## Provided entries
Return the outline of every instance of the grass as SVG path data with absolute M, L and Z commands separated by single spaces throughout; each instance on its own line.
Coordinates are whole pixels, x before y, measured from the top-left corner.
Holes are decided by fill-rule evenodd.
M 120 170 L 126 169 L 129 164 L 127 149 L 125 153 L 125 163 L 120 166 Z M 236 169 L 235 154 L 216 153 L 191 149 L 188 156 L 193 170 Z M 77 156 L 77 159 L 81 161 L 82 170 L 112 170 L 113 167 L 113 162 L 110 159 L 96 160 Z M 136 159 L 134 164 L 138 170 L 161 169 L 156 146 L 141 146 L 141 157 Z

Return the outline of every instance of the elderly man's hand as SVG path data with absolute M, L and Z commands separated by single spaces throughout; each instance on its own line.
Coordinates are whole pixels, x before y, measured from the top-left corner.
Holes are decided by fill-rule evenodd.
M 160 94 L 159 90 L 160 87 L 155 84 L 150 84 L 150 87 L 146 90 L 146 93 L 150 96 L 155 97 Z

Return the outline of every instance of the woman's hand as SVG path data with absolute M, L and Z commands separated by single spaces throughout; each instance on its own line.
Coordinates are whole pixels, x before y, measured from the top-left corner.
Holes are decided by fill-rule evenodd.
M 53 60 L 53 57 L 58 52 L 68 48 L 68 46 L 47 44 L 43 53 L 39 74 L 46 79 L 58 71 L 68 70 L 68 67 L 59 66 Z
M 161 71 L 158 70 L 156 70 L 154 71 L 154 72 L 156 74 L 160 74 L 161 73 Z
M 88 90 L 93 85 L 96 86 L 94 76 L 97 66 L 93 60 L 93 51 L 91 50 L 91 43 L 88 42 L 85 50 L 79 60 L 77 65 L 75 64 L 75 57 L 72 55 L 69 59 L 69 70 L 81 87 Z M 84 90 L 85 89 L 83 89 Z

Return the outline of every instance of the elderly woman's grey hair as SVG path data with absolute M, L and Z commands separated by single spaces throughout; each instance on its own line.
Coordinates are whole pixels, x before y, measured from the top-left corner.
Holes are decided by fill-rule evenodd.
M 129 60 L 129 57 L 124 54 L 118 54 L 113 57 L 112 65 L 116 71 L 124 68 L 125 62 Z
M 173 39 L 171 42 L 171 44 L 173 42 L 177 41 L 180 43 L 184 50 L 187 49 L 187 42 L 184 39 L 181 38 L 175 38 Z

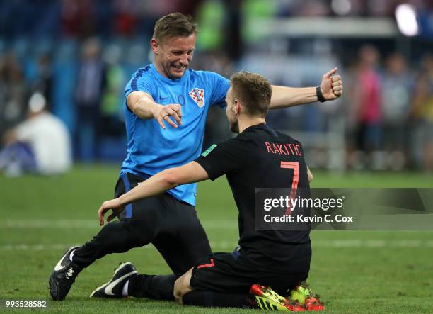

## Problem
Put each line of the listing above into a JSON list of strings, one string per line, skipping blank lines. Leave the picture out of the list.

## Result
[
  "Return the outline of every instance of the grass as SVG path data with absolute M, L and Z commands separated by single spaces throughout; each instance on its own line.",
  "Coordinates are whole pixels, x before y, measured from the top-left corner.",
  "Holes are decided by fill-rule evenodd.",
  "M 120 170 L 126 169 L 129 164 L 127 149 L 125 153 L 125 163 L 120 166 Z M 236 169 L 235 154 L 216 153 L 191 149 L 188 156 L 193 170 Z M 77 156 L 77 159 L 81 161 L 82 170 L 112 170 L 113 167 L 113 162 L 110 159 L 96 160 Z M 136 159 L 134 164 L 138 170 L 161 169 L 156 146 L 141 146 L 141 157 Z",
  "Return the outline of every instance of the elderly man's hand as SVG path data with absolute M, L and Z commands separated by single spaces throughout; each instance on its own line.",
  "Coordinates are whole pixels, x before y, measured from the top-left corner.",
  "Holes are decided by fill-rule evenodd.",
  "M 160 94 L 159 90 L 160 87 L 155 84 L 150 84 L 150 87 L 146 90 L 146 93 L 150 96 L 155 97 Z",
  "Return the outline of every instance of the woman's hand as SVG path data with absolute M, L and Z commands separated by single spaces throughout; each instance on its own line.",
  "Coordinates are whole pixels, x before y, measured from the top-left corner.",
  "Holes are decided by fill-rule evenodd.",
  "M 53 60 L 53 57 L 58 52 L 68 48 L 68 46 L 47 44 L 43 53 L 39 74 L 46 79 L 58 71 L 68 70 L 68 67 L 59 66 Z",
  "M 161 71 L 158 70 L 156 70 L 154 71 L 154 72 L 156 74 L 160 74 L 161 73 Z",
  "M 88 90 L 93 85 L 96 86 L 94 76 L 97 66 L 93 60 L 93 51 L 91 50 L 91 43 L 88 42 L 85 50 L 79 60 L 77 65 L 75 64 L 75 57 L 72 55 L 69 59 L 69 70 L 81 87 Z M 84 90 L 85 89 L 83 89 Z",
  "Return the outline of every instance of the elderly woman's grey hair as SVG path data with absolute M, L and Z commands separated by single spaces throughout; each instance on its own line.",
  "Coordinates are whole pixels, x before y, measured from the top-left corner.",
  "Holes are decided by fill-rule evenodd.",
  "M 129 60 L 129 57 L 124 54 L 118 54 L 113 57 L 112 65 L 116 71 L 124 68 L 125 62 Z",
  "M 173 39 L 171 42 L 171 44 L 173 42 L 177 41 L 180 43 L 184 50 L 187 49 L 187 42 L 184 39 L 181 38 L 175 38 Z"
]